Referring expression pointing data
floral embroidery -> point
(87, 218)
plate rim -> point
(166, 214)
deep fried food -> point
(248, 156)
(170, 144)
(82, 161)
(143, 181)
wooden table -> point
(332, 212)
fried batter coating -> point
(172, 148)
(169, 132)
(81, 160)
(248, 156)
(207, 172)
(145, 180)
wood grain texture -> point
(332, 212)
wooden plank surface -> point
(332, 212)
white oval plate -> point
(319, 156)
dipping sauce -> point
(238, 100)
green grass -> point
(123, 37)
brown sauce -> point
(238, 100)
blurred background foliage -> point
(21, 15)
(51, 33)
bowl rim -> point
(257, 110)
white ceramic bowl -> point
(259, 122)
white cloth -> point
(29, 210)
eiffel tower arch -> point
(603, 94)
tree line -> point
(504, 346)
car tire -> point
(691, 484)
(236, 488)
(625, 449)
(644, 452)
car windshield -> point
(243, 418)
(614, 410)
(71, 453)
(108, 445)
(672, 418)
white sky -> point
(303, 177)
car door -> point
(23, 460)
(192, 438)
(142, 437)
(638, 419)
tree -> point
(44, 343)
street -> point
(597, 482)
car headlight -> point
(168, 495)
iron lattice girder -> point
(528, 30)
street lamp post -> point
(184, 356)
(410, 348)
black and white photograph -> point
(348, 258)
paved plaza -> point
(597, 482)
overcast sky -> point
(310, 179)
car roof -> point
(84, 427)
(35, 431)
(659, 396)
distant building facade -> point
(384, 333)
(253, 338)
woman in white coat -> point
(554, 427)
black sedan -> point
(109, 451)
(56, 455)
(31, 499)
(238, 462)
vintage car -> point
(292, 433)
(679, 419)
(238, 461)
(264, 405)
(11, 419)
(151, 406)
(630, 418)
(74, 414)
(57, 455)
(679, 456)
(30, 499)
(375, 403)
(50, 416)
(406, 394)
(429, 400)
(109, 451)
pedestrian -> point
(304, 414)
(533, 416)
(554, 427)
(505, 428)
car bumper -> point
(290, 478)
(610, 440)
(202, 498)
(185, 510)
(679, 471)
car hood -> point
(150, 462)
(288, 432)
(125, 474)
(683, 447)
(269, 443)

WORK ORDER: Reproduce only the lines between the line containing "overcast sky -> point" and the last line of the records, those two lines included, exactly.

RESPONSE:
overcast sky -> point
(310, 179)
car roof -> point
(84, 427)
(35, 431)
(659, 396)
distant building facade -> point
(384, 333)
(253, 338)
woman in white coat -> point
(554, 427)
black sedan -> point
(109, 451)
(56, 455)
(31, 499)
(238, 462)
vintage car -> point
(292, 433)
(679, 419)
(238, 461)
(264, 405)
(11, 419)
(151, 406)
(630, 418)
(74, 414)
(57, 455)
(679, 456)
(30, 499)
(375, 403)
(50, 416)
(406, 394)
(429, 400)
(109, 451)
pedestrian -> point
(304, 414)
(533, 416)
(554, 427)
(505, 428)
car bumper -> point
(290, 478)
(610, 440)
(202, 498)
(185, 510)
(679, 471)
car hood -> point
(150, 462)
(288, 432)
(125, 474)
(683, 447)
(269, 443)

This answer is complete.